> [GIVEN ENTRIES]:
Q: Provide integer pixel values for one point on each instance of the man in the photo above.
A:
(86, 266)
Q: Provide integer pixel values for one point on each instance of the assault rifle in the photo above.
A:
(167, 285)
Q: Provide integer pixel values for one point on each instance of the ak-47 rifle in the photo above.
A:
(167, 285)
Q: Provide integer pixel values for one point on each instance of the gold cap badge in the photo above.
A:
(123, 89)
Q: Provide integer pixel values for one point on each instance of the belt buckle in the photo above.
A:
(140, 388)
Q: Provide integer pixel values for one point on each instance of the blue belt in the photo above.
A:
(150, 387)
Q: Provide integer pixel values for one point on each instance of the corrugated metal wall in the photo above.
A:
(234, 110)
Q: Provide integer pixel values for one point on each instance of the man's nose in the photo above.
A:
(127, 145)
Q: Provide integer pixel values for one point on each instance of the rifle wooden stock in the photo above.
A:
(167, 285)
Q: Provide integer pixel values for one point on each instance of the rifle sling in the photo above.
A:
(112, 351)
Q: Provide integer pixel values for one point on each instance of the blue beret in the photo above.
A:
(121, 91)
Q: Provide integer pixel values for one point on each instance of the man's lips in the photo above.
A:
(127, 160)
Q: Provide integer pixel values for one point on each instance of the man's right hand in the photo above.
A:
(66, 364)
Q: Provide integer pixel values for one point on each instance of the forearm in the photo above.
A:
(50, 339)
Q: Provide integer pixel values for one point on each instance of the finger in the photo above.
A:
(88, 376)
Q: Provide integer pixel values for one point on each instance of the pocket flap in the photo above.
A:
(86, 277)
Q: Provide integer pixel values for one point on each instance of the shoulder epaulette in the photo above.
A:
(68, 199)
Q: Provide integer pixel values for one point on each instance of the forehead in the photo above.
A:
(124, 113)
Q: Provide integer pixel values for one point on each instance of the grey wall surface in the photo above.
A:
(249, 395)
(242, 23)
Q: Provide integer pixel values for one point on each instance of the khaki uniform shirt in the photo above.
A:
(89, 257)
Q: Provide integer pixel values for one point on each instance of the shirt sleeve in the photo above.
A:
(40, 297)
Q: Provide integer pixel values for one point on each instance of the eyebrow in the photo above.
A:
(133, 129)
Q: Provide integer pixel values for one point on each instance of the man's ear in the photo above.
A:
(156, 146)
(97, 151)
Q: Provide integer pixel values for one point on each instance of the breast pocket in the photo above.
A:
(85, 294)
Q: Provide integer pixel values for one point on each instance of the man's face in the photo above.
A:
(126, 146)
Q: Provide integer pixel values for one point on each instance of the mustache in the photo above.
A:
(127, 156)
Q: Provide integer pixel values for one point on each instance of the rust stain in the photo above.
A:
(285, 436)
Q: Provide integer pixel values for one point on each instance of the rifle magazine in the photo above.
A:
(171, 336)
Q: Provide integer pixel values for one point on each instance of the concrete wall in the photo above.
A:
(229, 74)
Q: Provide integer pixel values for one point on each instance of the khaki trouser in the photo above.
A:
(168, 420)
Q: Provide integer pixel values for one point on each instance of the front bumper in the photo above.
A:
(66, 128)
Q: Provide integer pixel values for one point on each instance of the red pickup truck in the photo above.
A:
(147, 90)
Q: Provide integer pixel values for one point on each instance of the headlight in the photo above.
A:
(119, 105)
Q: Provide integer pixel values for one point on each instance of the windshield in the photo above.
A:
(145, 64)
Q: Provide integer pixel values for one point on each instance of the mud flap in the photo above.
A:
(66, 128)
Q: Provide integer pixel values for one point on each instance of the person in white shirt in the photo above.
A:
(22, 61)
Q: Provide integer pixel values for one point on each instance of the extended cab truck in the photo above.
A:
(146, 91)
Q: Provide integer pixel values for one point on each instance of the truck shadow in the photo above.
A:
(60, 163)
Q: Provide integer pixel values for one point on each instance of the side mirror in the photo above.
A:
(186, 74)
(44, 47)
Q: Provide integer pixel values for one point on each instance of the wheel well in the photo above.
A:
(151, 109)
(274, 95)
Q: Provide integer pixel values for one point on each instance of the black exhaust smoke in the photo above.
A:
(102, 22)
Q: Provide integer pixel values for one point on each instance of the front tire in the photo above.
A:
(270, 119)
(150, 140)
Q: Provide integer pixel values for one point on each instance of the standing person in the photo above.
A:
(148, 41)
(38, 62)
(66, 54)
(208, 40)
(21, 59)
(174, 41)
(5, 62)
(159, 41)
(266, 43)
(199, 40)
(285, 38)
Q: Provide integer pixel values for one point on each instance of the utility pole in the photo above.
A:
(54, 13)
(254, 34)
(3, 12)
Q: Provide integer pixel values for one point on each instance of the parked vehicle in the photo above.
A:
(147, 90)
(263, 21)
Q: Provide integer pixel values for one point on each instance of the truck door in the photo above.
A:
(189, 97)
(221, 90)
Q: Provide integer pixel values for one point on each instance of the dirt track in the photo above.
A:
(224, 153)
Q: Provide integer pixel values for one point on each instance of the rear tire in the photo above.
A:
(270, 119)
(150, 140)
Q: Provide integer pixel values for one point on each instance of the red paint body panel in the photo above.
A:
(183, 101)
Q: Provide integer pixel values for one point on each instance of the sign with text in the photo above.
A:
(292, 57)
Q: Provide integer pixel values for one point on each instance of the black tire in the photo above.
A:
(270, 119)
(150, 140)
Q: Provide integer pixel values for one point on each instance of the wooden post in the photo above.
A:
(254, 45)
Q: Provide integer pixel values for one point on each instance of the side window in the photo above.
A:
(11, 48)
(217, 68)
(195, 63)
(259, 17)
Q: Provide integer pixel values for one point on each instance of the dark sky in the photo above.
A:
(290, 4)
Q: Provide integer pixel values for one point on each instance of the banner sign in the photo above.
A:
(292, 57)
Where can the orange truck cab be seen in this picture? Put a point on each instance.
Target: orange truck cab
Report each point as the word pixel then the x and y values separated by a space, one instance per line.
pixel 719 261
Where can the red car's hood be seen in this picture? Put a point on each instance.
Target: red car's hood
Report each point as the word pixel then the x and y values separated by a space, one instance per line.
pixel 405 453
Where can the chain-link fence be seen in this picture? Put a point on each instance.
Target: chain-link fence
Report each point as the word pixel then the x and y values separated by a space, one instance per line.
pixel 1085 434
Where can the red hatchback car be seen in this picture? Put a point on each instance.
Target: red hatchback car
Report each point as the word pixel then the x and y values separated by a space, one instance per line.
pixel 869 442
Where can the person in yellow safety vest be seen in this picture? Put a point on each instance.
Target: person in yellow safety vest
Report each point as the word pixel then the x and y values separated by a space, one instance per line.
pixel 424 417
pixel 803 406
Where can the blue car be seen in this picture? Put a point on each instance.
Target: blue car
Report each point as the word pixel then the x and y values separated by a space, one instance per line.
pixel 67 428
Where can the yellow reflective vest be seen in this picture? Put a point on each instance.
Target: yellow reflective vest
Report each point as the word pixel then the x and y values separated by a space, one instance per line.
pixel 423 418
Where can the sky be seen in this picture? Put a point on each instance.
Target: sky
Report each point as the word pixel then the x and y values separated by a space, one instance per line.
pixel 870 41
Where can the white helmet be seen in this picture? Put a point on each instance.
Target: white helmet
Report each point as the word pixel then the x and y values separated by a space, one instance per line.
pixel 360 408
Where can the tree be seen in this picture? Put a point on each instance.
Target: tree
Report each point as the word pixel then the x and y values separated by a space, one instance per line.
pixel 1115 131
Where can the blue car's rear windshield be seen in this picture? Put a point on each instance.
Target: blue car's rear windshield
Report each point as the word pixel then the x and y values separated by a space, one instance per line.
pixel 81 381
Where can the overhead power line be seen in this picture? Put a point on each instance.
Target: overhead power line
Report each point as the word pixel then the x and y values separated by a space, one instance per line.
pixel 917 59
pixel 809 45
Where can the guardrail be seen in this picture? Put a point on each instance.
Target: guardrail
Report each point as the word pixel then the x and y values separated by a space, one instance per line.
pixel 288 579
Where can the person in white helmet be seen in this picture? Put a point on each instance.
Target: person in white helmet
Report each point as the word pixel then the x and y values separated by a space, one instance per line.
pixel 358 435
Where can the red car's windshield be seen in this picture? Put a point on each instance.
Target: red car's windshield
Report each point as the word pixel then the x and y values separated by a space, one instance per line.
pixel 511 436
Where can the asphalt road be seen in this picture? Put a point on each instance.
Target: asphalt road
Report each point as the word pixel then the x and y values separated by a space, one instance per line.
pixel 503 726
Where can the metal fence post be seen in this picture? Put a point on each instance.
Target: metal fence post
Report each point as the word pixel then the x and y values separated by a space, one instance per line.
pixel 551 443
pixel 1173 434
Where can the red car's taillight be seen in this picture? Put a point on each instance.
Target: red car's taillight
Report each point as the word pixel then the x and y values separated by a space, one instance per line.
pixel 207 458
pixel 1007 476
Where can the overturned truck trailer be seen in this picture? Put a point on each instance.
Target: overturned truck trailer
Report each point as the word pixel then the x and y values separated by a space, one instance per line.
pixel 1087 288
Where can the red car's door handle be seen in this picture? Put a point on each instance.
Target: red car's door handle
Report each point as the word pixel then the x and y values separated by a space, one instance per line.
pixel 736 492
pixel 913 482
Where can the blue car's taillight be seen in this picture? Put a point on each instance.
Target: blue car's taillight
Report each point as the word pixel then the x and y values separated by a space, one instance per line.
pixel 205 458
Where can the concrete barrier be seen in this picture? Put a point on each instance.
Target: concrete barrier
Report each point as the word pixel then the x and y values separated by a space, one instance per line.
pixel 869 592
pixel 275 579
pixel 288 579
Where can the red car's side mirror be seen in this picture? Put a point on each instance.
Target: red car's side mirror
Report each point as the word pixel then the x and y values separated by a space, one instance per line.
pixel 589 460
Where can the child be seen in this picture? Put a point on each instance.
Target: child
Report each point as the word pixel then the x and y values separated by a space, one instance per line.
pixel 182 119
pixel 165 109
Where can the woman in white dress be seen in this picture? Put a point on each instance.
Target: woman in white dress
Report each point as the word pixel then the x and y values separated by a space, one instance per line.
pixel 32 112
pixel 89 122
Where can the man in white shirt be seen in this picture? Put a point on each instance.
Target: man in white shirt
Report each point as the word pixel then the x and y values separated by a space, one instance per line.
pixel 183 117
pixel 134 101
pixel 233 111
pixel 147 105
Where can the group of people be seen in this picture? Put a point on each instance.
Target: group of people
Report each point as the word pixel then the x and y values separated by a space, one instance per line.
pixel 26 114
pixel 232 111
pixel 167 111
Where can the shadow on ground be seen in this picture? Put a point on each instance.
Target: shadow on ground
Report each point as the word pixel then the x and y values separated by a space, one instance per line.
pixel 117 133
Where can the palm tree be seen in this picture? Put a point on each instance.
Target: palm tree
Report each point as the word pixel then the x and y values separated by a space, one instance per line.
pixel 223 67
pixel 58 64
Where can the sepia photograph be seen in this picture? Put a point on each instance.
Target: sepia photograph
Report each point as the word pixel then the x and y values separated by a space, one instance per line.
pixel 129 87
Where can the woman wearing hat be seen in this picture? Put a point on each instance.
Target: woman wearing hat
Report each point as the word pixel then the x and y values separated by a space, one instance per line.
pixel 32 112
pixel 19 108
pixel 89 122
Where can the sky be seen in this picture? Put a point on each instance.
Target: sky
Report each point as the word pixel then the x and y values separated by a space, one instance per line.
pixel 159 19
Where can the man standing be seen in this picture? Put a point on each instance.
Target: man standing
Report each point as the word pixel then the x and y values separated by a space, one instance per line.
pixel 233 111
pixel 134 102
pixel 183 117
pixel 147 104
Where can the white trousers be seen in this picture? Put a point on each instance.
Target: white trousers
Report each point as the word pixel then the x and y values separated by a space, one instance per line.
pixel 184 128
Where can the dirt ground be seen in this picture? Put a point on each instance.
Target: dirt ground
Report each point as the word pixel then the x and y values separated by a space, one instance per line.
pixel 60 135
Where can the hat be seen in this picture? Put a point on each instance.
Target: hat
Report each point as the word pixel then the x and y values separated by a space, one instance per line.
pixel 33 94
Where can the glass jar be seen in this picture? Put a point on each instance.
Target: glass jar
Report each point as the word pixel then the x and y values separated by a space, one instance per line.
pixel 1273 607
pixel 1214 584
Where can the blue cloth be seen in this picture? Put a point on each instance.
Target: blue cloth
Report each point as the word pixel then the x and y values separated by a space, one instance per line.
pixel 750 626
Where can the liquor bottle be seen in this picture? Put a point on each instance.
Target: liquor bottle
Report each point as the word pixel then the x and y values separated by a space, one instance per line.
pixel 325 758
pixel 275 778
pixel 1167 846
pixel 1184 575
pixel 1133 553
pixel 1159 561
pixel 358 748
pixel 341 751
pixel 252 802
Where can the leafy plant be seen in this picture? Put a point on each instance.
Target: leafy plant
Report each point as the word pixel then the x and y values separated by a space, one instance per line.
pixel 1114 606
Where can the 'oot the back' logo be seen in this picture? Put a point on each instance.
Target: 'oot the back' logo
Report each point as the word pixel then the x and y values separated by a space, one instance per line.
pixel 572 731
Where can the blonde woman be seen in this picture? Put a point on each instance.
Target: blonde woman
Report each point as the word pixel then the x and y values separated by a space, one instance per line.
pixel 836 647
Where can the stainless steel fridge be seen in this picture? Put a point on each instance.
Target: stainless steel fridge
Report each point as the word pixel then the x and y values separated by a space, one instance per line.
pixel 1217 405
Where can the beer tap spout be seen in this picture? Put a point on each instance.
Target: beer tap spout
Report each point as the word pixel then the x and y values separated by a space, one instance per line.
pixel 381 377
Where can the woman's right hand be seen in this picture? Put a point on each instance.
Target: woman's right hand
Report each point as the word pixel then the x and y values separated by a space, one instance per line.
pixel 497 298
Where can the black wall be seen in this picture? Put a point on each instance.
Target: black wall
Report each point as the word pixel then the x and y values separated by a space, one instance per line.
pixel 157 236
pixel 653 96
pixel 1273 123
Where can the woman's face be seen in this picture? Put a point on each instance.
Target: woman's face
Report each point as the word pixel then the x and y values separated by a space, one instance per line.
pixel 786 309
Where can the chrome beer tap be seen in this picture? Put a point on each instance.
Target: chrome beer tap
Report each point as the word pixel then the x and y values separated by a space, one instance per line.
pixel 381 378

> [ASSIGNMENT]: The answer must be every line of the data that contains the word "child".

> [TASK OUTPUT]:
Where can the child be seen in this picture? Put a point on each instance.
Target: child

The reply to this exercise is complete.